Texte fourni:
* * * *

Notre enquête

L'enquête permet de rapprocher lecturisation et habitus lectoral. Nous avons indiqué ce qu'était une politique de lecturisation telle qu'elle peut se concevoir dans le milieu scolaire et ce que recouvrait l'habitus lectoral, mais sans évoquer la possible influence de la première sur le second. En nous appuyant sur différentes recherches, nous avons rappelé que les enfants des milieux sociaux-culturels favorisés deviennent davantage des lecteurs que les enfants qui n'en sont pas issus. Ils bénéficient d'une forme de politique de lecturisation, non ainsi désignée et le plus souvent non réfléchie parce qu'évidente aux yeux de leurs parents, mise en oeuvre dans le cadre familial. La spécificité de l'école veut que ce qui fonctionne dans l'espace familial ne puisse être transférée à l'identique dans l'espace scolaire.

Pour observer les liens entre une politique de lecturisation au collège et les habitus lectoraux des élèves, il fallait trouver et interroger des jeunes ayant vécu une telle politique lors de leur passage à ce niveau d'enseignement. Cette politique devait pour être retenue offrir une congruence entre les fins, la maîtrise de l'outil qu'est l'écrit pour mieux se penser et penser le monde, et les moyens pédagogiques. Concrètement, la réalité de cette action pour la lecture se mesurait par la plus ou moins grande distance avec les six critères que nous avons cités plus haut. Le non emploi du mot lecturisation pour qualifier une telle politique ne constituait pas un motif de rejet.

* * * *

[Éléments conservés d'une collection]
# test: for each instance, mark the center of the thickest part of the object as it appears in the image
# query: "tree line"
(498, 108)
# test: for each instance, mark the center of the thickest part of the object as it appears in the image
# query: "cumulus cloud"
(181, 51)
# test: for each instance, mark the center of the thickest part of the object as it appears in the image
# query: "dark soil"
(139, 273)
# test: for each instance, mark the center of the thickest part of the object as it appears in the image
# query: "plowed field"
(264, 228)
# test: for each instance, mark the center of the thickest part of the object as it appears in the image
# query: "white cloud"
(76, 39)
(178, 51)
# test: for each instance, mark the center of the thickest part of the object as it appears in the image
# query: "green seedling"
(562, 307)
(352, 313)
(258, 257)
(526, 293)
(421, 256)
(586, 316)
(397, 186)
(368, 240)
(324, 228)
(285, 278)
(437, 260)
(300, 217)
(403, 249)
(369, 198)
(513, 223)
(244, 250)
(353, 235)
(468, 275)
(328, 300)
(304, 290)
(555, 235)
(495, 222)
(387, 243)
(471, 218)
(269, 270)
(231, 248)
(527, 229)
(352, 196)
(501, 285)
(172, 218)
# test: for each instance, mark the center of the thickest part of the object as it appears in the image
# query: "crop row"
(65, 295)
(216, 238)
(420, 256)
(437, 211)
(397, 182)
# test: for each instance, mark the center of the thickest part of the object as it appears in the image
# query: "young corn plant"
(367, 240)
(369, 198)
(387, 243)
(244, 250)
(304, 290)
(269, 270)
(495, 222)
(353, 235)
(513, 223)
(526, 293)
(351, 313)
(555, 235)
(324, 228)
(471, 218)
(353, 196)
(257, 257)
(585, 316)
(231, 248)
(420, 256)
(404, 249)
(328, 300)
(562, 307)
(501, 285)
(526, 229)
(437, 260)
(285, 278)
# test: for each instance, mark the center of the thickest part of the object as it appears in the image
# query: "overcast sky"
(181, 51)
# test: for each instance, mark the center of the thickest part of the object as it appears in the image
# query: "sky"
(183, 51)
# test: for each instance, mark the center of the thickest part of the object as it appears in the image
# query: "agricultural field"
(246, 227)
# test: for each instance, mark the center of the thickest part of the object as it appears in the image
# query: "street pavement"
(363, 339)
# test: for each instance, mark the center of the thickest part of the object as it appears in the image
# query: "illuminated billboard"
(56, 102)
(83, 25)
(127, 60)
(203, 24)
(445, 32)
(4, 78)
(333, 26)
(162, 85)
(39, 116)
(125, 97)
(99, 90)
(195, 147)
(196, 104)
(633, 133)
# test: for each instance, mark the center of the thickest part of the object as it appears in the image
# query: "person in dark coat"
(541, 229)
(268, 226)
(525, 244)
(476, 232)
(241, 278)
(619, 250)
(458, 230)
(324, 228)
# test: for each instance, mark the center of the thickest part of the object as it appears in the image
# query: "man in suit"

* * * *

Consignes:
1. D'après le texte sur l'enquête, pourquoi la politique de lecturisation menée dans les familles favorisées est-elle le plus souvent non réfléchie ? Répondez en une à trois phrases.
2. Reprenez le texte sur l'enquête juste après sa dernière phrase et poursuivez-le.
Les lignes ne sont pas nécessaires ici.

Réponses:
1. Elle est le plus souvent non réfléchie parce qu'elle paraît évidente aux yeux des parents. Cette politique est mise en œuvre dans le cadre familial sans être désignée comme telle.

2.
L'échantillon d'élèves lecturisés lors de leur passage au collège sera opposé à un autre échantillon dont les élèves n'ont pas connu une telle politique, au moins dans sa globalité. En effet, la politique de lecturisation se différencie davantage par la congruence entre fins et moyens que par des pratiques pédagogiques spécifiques qui, observées l'une après l'autre, sont utilisées par ailleurs, mais, trop souvent, sans la cohérence nécessaire.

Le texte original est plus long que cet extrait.